(Goal): Quote verbatim the lines below, starting at the one containing "of the wispy" and ending at the one containing "377], [1182, 211]]", both included.

(Input records):

::::

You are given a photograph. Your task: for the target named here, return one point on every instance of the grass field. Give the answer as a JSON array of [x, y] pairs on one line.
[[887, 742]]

::::

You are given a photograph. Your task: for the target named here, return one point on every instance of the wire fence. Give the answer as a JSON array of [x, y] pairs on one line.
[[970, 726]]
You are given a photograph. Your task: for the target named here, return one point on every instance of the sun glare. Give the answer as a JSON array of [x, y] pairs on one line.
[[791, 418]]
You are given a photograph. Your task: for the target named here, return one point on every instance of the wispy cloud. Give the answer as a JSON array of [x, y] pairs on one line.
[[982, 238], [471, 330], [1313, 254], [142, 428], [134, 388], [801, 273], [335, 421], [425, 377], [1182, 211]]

::::

(Expected answer):
You are given a photograph. Your task: for the target named here, return one point on every instance of the wispy cloud. Give the answer as a JSON array of [x, y] pairs on one line.
[[982, 238], [471, 330], [1313, 254], [142, 428], [134, 388], [801, 273], [335, 421], [425, 377], [1182, 211]]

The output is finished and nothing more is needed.